DOCUMENT TEXT.
------------------------
Im so ripped right now that i just filled the almost empty bottle of choc syrup with milk and drank it straight out of the bottle. It was on pointttttt.
So, how do I go about conveying: I'm sorry, yet very glad she is having my abortion. Via text msg?
i do some of my deepest thinking on my wednesday morning walks of shame
Good lord, they've set up every firework to be ignited by a trail of gasoline at midnight. God save us all.
It's been 5 months since I last wore a condom.
Not including when spray tanning
so, what part of "he's slept with a guy" do you not understand?
She came over and gave me a handy and then just lingered for a day and a half. Worst weekend ever.
after last night my drinking related hospital bracelet collection is up to 13
I have pink band-aids all over my body, WHAT HAPPENED?
------------------------
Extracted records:
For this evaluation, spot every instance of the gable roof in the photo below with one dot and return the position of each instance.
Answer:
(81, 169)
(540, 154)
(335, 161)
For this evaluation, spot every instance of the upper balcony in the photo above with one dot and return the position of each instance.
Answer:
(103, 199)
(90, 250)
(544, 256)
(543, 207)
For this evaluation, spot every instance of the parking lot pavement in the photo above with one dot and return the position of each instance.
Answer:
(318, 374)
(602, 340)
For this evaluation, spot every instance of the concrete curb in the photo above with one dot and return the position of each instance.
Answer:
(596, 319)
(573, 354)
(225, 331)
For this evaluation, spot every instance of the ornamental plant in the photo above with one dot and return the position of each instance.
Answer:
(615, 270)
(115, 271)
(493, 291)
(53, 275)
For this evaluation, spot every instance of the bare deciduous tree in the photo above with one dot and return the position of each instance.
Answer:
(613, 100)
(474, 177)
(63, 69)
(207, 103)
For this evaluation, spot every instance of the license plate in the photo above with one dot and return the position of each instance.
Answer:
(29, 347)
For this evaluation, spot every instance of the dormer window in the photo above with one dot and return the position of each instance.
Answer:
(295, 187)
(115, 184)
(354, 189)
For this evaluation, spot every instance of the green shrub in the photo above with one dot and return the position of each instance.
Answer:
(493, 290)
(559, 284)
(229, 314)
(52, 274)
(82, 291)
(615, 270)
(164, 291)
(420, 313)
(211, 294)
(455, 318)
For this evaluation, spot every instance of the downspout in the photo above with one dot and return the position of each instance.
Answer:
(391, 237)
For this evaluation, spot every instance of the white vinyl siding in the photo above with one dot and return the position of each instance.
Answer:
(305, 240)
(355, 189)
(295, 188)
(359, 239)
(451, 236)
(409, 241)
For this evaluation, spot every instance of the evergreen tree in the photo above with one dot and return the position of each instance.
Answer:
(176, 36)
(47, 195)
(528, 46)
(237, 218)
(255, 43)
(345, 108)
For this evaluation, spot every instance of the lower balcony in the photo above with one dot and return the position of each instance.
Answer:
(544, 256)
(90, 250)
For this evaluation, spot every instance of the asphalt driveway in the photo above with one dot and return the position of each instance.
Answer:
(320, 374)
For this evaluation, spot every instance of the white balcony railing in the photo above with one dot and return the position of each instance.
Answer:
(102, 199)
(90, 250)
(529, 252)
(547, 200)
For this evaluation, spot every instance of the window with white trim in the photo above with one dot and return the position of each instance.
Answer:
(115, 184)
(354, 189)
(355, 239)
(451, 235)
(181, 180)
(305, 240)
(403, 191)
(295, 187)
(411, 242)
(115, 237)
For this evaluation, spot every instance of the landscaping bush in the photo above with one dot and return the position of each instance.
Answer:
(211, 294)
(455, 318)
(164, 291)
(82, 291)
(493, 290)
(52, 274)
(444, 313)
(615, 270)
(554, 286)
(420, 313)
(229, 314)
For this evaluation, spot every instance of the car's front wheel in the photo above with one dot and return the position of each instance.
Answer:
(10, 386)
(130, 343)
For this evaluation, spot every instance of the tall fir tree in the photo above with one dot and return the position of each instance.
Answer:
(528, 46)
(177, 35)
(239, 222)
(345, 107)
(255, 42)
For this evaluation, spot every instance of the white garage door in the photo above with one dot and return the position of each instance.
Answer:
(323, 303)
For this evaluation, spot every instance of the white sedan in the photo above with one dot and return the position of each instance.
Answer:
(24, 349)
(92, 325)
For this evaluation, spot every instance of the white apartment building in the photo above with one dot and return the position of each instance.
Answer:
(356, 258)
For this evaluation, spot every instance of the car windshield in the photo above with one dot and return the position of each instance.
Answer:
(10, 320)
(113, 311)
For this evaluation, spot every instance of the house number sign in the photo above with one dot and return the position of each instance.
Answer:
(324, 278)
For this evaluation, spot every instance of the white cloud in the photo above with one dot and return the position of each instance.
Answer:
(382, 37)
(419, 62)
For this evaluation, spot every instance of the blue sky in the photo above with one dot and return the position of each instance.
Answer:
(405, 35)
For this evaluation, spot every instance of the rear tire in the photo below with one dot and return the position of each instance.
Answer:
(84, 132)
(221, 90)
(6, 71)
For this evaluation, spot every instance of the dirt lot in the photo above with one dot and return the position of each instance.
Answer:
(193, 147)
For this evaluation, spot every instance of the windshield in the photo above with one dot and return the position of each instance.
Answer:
------------------------
EXERCISE BRIEF. Continue the list of late-night party messages with new entries after the last one shown.

ANSWER SECTION.
Keg backpack and a Bike
Just successfully went through airport security with shrooms. It's gonna be a fucking awesome new years
While you were hooking up with her I pulled you off to make sure you knew what you were doing.
You said you were "testing the product for Chris."
I'm a bad man.
Stumbled across a pregnancy test in my closet. Oh, the freshman year flashbacks..
She didn't complain to the library attendant about us being too loud. She complained after you grabbed her highlighter off the table to stir vodka into your tumbler with.
See I am maturing. I just got in from my DRIVE of shame......
So, do I need to remind you to keep it classy tonight?
No, because if you have to be reminded it isn't classy.